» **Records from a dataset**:
####
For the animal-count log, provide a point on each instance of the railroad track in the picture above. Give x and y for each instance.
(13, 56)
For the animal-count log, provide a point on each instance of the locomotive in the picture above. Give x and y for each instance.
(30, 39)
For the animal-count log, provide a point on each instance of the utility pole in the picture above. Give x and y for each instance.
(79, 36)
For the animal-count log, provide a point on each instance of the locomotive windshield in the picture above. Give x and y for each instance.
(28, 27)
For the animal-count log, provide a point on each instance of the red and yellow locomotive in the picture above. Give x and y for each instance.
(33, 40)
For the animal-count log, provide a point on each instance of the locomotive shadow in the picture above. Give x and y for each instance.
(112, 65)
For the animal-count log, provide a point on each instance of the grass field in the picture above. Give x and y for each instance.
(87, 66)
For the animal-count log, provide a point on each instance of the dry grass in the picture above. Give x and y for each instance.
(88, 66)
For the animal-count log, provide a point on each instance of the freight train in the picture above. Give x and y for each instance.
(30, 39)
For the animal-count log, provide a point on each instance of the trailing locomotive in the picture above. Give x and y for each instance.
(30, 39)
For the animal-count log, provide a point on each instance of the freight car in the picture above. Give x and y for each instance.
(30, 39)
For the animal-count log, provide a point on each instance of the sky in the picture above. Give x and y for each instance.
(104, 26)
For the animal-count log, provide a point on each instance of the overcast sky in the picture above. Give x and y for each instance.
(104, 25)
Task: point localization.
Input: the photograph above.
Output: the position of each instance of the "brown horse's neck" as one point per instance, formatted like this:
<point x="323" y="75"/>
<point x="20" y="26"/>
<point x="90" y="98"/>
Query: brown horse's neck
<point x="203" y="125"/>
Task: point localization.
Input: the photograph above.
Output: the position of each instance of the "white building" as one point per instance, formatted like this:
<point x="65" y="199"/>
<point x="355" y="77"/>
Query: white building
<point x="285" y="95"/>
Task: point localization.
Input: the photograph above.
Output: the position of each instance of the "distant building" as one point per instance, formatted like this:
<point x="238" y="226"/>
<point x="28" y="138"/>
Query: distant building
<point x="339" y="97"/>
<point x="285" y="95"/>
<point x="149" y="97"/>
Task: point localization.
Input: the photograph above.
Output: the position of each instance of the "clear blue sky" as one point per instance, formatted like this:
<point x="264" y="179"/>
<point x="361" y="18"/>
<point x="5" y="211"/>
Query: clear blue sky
####
» **Task**: Output an exact copy of each record.

» **Output**:
For the animal-count log, provide a point on each instance of the railroad track in the picture above. Give x and y for each instance.
(13, 56)
For the animal-count log, provide a point on each instance of the locomotive in the picture above. Give x and y for each instance.
(30, 39)
For the animal-count log, provide a point on each instance of the utility pole in the picture above. Give x and y for each instance.
(79, 36)
For the animal-count log, provide a point on each instance of the locomotive windshield in the picture above. Give x and y for each instance.
(28, 27)
For the animal-count log, provide a point on each instance of the red and yellow locomotive in the picture above. Give x and y for each instance.
(33, 40)
For the animal-count log, provide a point on each instance of the locomotive shadow in the picture above. Give x and y for each instance.
(112, 65)
For the animal-count log, provide a point on each instance of the grass field in the picture above. Give x and y for each instance.
(87, 66)
For the animal-count log, provide a point on each instance of the dry grass in the picture above. Give x and y for each instance.
(88, 66)
For the animal-count log, provide a point on each instance of the freight train in the picture above. Give x and y for each instance.
(30, 39)
For the animal-count log, provide a point on each instance of the trailing locomotive in the picture above. Give x and y for each instance.
(30, 39)
For the animal-count log, provide a point on each instance of the freight car in the picture above. Give x and y for each instance.
(30, 39)
For the animal-count log, provide a point on each instance of the sky in the picture above. Give x and y for each instance.
(104, 26)
For the animal-count log, provide a point on each instance of the overcast sky in the picture above. Give x and y for each instance.
(104, 25)
Task: point localization.
Input: the photograph above.
Output: the position of each instance of the "brown horse's neck" as one point per instance, formatted like this:
<point x="323" y="75"/>
<point x="20" y="26"/>
<point x="90" y="98"/>
Query: brown horse's neck
<point x="203" y="125"/>
Task: point localization.
Input: the photograph above.
Output: the position of each instance of the "white building" as one point per instance, formatted like this:
<point x="65" y="199"/>
<point x="355" y="77"/>
Query: white building
<point x="285" y="95"/>
Task: point localization.
Input: the photograph above.
Output: the position of each instance of the "distant building" as one point per instance, formatted like this:
<point x="238" y="226"/>
<point x="28" y="138"/>
Query: distant building
<point x="339" y="97"/>
<point x="285" y="95"/>
<point x="149" y="97"/>
Task: point localization.
Input: the photograph above.
Output: the position of each instance of the "clear blue sky" as one point per instance, formatted like this:
<point x="264" y="179"/>
<point x="361" y="18"/>
<point x="5" y="211"/>
Query: clear blue sky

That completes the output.